> [YOUR OBJECTIVE]: Only lines holding the word "white" should be copied from the material.
[Start of Attachment]
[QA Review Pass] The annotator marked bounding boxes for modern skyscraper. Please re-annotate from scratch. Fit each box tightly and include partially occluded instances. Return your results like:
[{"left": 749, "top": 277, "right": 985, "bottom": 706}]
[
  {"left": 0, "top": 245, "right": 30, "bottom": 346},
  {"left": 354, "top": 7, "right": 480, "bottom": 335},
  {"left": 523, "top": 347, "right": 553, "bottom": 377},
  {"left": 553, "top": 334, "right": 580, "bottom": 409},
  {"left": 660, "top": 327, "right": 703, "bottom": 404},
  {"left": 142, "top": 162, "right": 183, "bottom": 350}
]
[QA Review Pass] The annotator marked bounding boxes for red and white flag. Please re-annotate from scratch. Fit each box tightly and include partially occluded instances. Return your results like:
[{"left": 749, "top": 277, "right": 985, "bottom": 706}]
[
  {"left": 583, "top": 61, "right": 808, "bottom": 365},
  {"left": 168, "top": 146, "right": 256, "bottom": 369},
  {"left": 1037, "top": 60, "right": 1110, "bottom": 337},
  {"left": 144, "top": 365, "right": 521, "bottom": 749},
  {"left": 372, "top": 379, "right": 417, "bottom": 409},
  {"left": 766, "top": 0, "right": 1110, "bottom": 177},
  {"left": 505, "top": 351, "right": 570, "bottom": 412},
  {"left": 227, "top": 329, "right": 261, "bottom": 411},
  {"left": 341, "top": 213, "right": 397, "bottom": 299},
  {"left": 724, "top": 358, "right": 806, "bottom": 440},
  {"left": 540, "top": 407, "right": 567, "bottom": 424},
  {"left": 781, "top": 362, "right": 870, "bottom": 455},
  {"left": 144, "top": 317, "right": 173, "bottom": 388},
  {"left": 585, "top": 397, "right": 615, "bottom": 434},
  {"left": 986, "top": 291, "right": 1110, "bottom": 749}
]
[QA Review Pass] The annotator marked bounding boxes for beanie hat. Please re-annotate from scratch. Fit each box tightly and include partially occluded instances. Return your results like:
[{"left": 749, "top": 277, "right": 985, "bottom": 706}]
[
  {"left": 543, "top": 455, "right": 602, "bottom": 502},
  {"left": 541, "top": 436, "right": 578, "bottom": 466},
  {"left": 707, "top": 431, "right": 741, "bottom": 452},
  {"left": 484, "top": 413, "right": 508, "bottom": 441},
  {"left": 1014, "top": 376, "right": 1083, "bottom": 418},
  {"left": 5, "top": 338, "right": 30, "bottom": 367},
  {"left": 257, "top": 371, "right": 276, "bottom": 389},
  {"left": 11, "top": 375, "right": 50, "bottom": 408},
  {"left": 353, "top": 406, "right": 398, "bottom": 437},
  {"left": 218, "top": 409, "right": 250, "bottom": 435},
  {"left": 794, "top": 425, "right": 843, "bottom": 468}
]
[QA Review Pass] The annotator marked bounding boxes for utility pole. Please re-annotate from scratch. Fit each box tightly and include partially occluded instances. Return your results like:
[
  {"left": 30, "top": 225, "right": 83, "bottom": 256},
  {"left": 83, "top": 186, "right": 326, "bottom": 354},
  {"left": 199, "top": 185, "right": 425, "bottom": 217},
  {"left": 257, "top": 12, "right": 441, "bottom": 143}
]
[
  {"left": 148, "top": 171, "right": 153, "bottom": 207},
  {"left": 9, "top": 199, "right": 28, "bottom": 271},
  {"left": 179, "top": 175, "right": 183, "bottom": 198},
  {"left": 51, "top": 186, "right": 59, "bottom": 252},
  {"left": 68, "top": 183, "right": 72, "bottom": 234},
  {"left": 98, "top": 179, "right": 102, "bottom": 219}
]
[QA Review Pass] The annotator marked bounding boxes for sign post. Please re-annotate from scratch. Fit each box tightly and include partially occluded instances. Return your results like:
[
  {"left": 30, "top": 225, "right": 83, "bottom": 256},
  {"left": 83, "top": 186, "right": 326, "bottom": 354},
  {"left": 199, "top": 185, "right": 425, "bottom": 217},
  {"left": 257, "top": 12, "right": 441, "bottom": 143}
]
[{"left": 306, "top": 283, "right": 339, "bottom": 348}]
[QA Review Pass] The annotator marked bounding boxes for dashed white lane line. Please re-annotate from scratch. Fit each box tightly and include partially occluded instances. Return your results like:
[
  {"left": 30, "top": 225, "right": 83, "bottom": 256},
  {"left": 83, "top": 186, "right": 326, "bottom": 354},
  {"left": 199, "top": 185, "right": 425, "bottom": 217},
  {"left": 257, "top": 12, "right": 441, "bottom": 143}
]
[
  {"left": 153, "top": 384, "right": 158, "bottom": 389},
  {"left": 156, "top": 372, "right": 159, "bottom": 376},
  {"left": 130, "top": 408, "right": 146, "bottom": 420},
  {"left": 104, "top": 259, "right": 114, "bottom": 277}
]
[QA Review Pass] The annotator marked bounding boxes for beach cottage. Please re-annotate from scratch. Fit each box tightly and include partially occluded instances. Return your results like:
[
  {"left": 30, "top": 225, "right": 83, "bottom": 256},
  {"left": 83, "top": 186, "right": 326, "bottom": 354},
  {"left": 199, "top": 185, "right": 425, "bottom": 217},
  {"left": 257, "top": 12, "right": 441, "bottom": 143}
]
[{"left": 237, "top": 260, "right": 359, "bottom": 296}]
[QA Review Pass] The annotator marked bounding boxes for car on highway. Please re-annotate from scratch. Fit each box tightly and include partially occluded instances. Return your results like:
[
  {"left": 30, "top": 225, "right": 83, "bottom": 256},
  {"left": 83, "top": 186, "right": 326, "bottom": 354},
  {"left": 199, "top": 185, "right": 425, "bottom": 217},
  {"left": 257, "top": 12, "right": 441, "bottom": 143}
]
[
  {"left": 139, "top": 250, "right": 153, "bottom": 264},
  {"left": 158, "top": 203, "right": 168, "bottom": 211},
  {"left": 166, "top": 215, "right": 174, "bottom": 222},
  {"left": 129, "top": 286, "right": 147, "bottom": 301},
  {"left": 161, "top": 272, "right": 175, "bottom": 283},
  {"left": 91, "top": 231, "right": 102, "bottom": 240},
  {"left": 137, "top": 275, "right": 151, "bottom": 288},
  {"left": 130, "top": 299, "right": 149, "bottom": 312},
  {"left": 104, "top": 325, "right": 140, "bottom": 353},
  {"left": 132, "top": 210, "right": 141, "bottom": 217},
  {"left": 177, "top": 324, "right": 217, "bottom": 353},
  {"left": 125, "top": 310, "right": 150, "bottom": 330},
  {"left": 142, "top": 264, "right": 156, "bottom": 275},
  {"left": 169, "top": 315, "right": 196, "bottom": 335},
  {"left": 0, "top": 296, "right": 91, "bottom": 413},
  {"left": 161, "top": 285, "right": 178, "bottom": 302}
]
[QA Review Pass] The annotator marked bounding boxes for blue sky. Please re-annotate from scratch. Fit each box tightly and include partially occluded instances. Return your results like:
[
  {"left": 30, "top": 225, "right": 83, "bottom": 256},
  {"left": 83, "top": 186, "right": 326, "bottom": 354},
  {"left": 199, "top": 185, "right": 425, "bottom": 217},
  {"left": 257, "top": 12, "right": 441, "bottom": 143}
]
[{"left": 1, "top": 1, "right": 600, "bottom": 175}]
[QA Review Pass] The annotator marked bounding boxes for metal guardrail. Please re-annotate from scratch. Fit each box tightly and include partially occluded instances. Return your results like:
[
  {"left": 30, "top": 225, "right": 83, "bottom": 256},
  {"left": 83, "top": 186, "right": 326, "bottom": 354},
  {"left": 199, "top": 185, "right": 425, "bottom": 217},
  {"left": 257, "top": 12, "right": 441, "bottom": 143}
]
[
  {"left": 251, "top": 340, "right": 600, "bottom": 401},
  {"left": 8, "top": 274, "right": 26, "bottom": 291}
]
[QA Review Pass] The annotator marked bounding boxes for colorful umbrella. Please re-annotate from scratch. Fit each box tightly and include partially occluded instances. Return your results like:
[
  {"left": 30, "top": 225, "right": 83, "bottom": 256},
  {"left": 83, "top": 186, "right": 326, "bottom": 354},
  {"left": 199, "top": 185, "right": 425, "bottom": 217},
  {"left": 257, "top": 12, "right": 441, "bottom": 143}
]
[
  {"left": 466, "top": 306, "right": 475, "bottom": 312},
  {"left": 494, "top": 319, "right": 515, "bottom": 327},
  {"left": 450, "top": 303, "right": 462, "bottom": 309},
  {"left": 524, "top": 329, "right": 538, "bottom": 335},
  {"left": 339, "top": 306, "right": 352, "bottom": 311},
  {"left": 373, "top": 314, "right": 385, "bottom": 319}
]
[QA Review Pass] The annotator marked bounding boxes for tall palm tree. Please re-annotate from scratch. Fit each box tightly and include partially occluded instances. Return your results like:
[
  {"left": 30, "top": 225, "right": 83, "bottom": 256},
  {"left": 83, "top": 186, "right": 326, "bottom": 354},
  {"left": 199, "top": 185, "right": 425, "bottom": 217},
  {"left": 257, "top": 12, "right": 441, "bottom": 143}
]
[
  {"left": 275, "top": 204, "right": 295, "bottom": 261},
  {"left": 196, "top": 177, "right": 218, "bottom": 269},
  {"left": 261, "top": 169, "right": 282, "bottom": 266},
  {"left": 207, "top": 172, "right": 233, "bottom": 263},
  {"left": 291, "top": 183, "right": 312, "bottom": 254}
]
[End of Attachment]
> [TASK ANSWER]:
[QA Review Pass] The annotator marked bounding boxes for red and white flag. Please re-annotate from scratch. Fit each box tightly and include partially occluded instances. Return your results like:
[QA Review Pass] The annotator marked bounding boxes for dashed white lane line. Please re-annotate from scratch. Fit each box tightly and include partially occluded instances. Return your results like:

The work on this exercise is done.